To do: Repeat each line of the material below exactly as it appears, minus any pictures.

-=-=-

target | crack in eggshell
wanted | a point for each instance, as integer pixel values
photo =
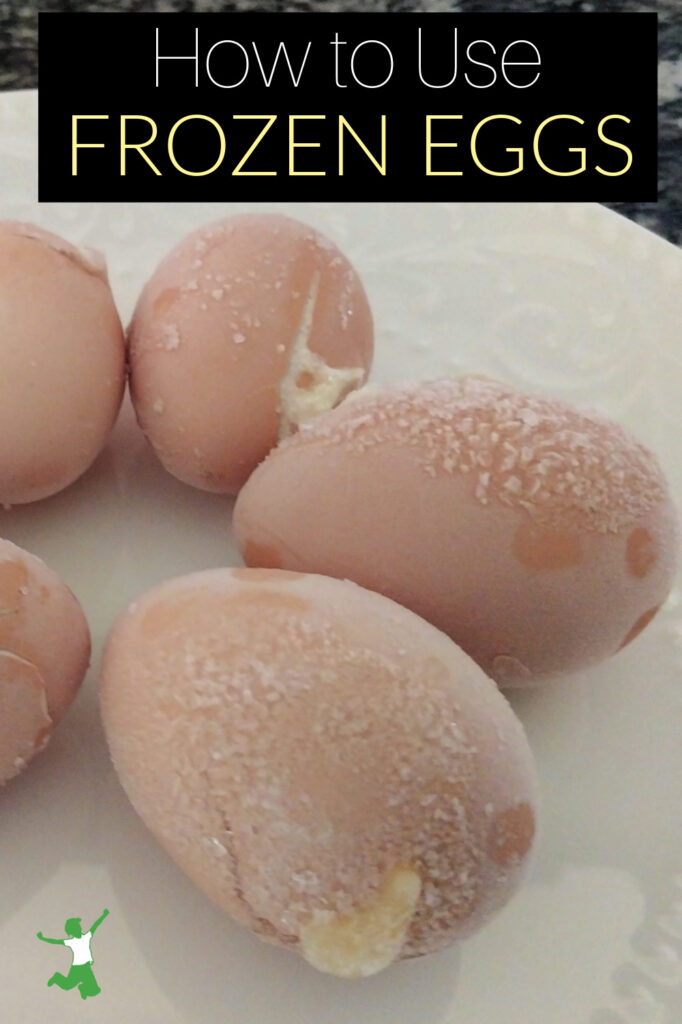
(90, 260)
(310, 386)
(367, 940)
(25, 722)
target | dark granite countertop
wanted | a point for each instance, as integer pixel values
(18, 62)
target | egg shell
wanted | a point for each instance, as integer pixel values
(249, 325)
(539, 538)
(44, 654)
(290, 739)
(62, 355)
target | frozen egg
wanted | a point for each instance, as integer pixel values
(62, 353)
(540, 538)
(329, 768)
(44, 654)
(248, 328)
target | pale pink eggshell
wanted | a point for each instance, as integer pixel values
(539, 538)
(62, 361)
(44, 654)
(213, 338)
(290, 739)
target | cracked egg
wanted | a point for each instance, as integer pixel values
(329, 768)
(542, 539)
(62, 361)
(248, 328)
(44, 654)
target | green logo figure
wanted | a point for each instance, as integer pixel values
(81, 970)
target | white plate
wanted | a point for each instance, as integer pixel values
(572, 300)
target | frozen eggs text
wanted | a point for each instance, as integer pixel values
(329, 768)
(44, 654)
(541, 539)
(248, 328)
(62, 361)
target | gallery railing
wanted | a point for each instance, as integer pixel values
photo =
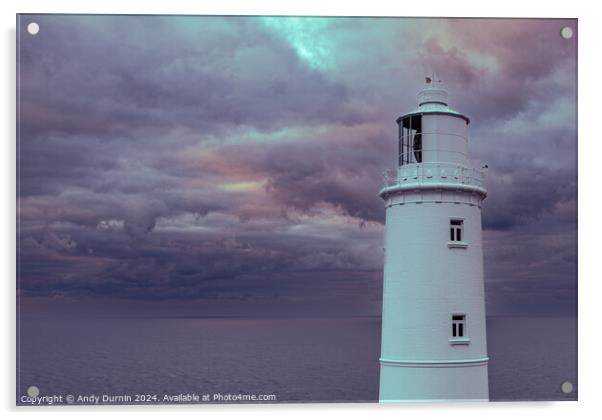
(435, 172)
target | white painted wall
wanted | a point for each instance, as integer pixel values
(427, 278)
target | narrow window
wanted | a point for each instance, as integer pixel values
(455, 230)
(458, 322)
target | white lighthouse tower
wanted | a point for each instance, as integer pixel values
(433, 326)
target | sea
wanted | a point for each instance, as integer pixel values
(233, 360)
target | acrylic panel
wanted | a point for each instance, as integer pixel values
(260, 209)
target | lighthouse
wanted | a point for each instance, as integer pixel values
(433, 318)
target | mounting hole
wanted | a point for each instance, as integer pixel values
(33, 28)
(566, 387)
(33, 391)
(566, 32)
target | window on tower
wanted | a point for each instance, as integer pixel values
(456, 227)
(458, 325)
(410, 140)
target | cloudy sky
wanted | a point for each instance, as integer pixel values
(230, 166)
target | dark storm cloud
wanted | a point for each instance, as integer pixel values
(239, 159)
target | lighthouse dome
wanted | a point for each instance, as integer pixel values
(432, 95)
(433, 99)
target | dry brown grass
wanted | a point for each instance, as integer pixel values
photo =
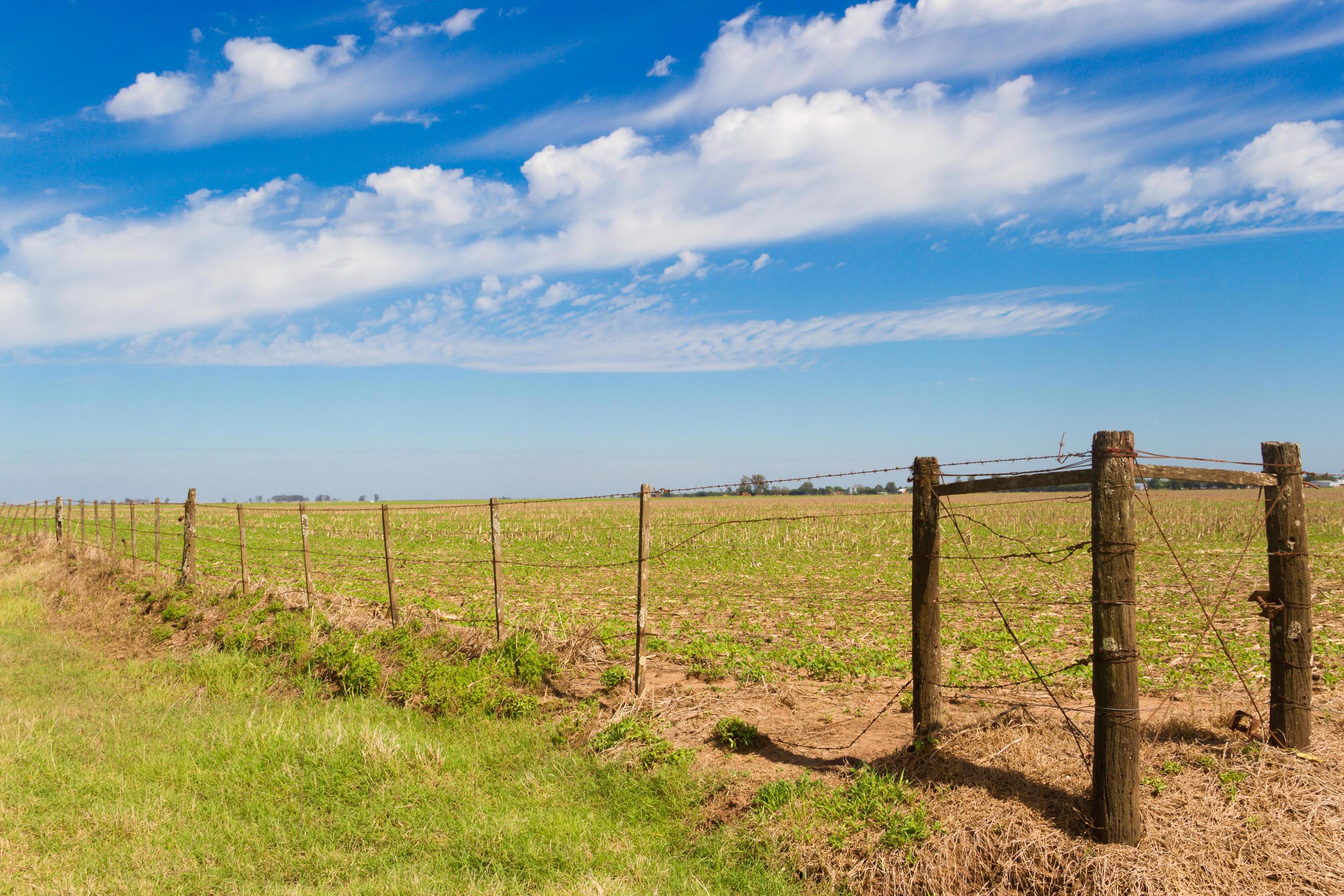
(1007, 790)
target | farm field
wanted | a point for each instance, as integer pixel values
(760, 589)
(208, 776)
(785, 614)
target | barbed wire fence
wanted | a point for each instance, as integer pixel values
(757, 589)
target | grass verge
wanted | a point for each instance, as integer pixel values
(186, 777)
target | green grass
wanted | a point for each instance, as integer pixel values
(774, 589)
(194, 777)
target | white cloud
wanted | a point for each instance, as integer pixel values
(154, 96)
(1287, 176)
(456, 25)
(623, 336)
(757, 58)
(261, 66)
(409, 117)
(557, 293)
(661, 68)
(268, 86)
(686, 264)
(803, 165)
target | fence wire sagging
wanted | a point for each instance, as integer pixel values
(764, 587)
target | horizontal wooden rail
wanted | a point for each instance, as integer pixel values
(1205, 475)
(1010, 483)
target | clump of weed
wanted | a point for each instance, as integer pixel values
(175, 612)
(663, 753)
(733, 734)
(515, 706)
(525, 659)
(357, 673)
(237, 637)
(707, 672)
(871, 800)
(615, 677)
(629, 729)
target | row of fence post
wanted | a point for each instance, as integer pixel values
(1115, 657)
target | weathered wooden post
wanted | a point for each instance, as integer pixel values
(641, 593)
(112, 524)
(388, 563)
(242, 547)
(1291, 592)
(158, 566)
(308, 557)
(1116, 819)
(187, 576)
(498, 562)
(925, 612)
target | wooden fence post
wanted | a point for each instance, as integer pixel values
(388, 563)
(308, 557)
(641, 590)
(925, 612)
(242, 547)
(1291, 589)
(158, 566)
(187, 577)
(1116, 817)
(496, 560)
(112, 524)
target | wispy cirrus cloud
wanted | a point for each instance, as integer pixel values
(801, 165)
(631, 334)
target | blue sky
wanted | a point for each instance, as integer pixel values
(433, 251)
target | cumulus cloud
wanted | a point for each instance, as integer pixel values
(661, 68)
(267, 85)
(686, 264)
(154, 96)
(456, 25)
(757, 58)
(801, 165)
(1291, 174)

-=-=-

Response to this task:
target | crack in eggshell
wanted | a point for each instance, as integer pixel values
photo =
(90, 260)
(310, 386)
(367, 940)
(25, 722)
target | dark granite countertop
wanted | a point for each instance, as integer pixel values
(18, 62)
target | egg shell
wanted | a point for each instance, as integer pixel values
(249, 325)
(539, 538)
(44, 654)
(290, 739)
(62, 355)
target | frozen egg
wanted | a point for each instance, as integer pixel values
(62, 353)
(540, 538)
(329, 768)
(44, 654)
(248, 328)
target | pale pink eggshell
wanted | a point for each instance, as integer pixel values
(539, 538)
(62, 361)
(44, 654)
(213, 338)
(290, 739)
target | cracked egg
wanted | a point for each instance, as integer pixel values
(329, 768)
(542, 539)
(62, 361)
(248, 328)
(44, 654)
target | green logo figure
wanted | a point for each instance, as integer pixel values
(81, 970)
target | white plate
wanted | a point for each instance, as integer pixel values
(572, 300)
target | frozen eggs text
wanted | a point for each instance, as integer pixel values
(329, 768)
(44, 654)
(541, 539)
(248, 328)
(62, 361)
target | gallery railing
wanted | a point for each instance, as integer pixel values
photo =
(435, 172)
target | white painted wall
wanted | a point for each instance, as integer pixel values
(427, 278)
target | narrow window
wanted | a point for each instance, as integer pixel values
(455, 230)
(458, 322)
target | white lighthouse tower
wanted | a point for each instance, as integer pixel values
(433, 326)
target | sea
wanted | a point for each instance, as integer pixel values
(233, 360)
target | acrylic panel
wanted | a point for each instance, as integer pixel values
(260, 209)
target | lighthouse
wanted | a point for each instance, as integer pixel values
(433, 318)
target | mounting hole
wanted | a point for each instance, as integer pixel values
(33, 28)
(566, 387)
(33, 391)
(566, 32)
target | window on tower
wanted | a point for each instance, as integer pixel values
(456, 227)
(458, 325)
(410, 140)
target | cloudy sky
wanted | a point for each instance, as integer pixel values
(230, 166)
target | dark storm cloud
wanted | a point for each instance, as integer pixel values
(239, 159)
target | lighthouse dome
wanted | a point for each instance, as integer pixel values
(432, 95)
(433, 99)
target | dry brown grass
wanted | a point for each instance, as integer pixel values
photo =
(1007, 790)
target | farm field
wanted | a point for each instance, as integer pixel values
(760, 589)
(208, 776)
(785, 614)
target | barbed wire fence
wanted | a point for each instance, as integer pixel values
(757, 589)
target | grass verge
wanted | a point for each instance, as integer pixel values
(186, 777)
target | green grass
wanted | a point for each instance, as integer pixel values
(774, 589)
(194, 777)
target | white cloud
wanted | a point for each instance, as integer pixel values
(154, 96)
(1287, 176)
(456, 25)
(623, 336)
(757, 58)
(261, 66)
(409, 117)
(557, 293)
(661, 68)
(268, 86)
(686, 264)
(803, 165)
target | fence wire sagging
wanted | a point for each instance, as integer pixel values
(764, 587)
target | horizontal wooden rail
wanted | a point for each instance, as integer pixel values
(1205, 475)
(1010, 483)
target | clump of weed
wanted | a point for each instance, as integer pixel values
(175, 612)
(663, 753)
(733, 734)
(515, 706)
(525, 659)
(357, 673)
(237, 637)
(707, 672)
(871, 800)
(615, 677)
(629, 729)
target | row of fence post
wanted | a point for each instance, as integer pixel values
(1115, 657)
target | weathered wooden post
wanted | a point for each instance, as integer pixel values
(641, 593)
(112, 524)
(388, 563)
(242, 547)
(1291, 592)
(158, 566)
(308, 557)
(1116, 819)
(187, 576)
(498, 562)
(925, 612)
target | wooden fence post
wanted | a point for each instance, as integer pixel values
(388, 563)
(308, 557)
(641, 590)
(925, 612)
(242, 547)
(1291, 589)
(158, 566)
(187, 577)
(1116, 817)
(496, 560)
(112, 524)
target | wispy cirrus cloud
wanted | a point for each instance, as integer pixel values
(801, 165)
(631, 334)
target | blue sky
wanted | a point for each instance, as integer pixel values
(433, 251)
target | cumulus cloud
wanted | a point for each instance, as integer pixel values
(661, 68)
(267, 85)
(686, 264)
(154, 96)
(456, 25)
(757, 58)
(801, 165)
(1291, 174)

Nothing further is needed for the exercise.